*Material shown*:

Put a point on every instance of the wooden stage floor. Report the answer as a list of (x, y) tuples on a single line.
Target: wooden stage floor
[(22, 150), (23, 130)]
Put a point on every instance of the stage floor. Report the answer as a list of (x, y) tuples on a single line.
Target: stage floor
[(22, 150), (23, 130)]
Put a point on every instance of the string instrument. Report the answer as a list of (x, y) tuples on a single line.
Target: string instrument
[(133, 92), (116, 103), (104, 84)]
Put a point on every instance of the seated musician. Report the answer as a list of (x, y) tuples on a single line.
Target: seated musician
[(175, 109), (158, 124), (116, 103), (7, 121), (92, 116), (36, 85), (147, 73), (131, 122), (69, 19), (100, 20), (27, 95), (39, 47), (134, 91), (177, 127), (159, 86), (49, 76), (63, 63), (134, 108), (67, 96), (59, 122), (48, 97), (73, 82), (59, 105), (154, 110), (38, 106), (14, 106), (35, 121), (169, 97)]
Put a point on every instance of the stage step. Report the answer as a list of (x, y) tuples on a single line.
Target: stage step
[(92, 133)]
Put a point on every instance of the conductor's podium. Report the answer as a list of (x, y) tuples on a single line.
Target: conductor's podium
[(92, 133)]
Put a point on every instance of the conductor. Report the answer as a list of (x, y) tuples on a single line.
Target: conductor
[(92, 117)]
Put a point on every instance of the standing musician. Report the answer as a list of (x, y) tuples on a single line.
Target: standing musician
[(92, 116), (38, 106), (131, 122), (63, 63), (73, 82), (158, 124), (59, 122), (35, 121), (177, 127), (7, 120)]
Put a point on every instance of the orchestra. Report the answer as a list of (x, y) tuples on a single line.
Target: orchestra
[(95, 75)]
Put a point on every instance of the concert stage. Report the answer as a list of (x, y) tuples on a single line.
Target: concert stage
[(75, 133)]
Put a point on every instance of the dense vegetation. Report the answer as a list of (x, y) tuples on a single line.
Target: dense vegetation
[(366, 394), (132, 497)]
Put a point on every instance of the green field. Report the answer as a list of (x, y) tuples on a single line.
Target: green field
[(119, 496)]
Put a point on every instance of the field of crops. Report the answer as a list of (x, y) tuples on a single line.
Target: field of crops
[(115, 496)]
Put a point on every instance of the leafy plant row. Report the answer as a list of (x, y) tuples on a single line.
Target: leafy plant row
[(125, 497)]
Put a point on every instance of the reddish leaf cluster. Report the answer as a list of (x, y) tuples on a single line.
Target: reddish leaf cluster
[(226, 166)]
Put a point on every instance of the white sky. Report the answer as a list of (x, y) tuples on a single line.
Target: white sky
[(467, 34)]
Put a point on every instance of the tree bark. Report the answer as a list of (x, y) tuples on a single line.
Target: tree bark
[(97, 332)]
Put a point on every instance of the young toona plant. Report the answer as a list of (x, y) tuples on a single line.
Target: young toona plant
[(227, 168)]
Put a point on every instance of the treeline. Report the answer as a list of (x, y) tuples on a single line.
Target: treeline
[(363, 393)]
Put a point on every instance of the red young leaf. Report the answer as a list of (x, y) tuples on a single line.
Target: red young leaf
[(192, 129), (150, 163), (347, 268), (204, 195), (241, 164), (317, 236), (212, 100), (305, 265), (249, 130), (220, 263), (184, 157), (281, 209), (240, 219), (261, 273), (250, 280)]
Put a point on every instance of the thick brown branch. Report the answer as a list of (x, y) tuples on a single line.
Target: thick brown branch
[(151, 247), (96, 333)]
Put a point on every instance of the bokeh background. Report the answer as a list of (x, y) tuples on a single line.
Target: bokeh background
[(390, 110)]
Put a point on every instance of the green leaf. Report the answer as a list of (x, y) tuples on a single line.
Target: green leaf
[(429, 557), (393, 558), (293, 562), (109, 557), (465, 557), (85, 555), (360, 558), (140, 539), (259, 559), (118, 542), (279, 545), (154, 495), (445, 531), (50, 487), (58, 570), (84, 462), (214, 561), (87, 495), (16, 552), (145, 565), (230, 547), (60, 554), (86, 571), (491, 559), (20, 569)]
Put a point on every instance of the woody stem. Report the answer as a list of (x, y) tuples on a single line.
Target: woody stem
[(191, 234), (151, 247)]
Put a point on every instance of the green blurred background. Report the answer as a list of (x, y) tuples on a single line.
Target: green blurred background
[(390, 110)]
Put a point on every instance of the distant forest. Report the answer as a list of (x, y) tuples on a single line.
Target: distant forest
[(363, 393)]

*Aim*:
Copy out again only the lines starting with the one that contains "Put a point on every instance of the tree bark." and going on through the one that contains "[(227, 168)]", requests included, and increase every coordinate in the answers by 148.

*Answer for this exercise*:
Put a point on every instance of the tree bark. Report the answer as a list of (x, y) tuples on a single line.
Target: tree bark
[(245, 480)]
Put a point on every instance of the young toona plant. Report the answer as a list of (x, y) tuples on a single line.
Target: young toona plant
[(375, 316)]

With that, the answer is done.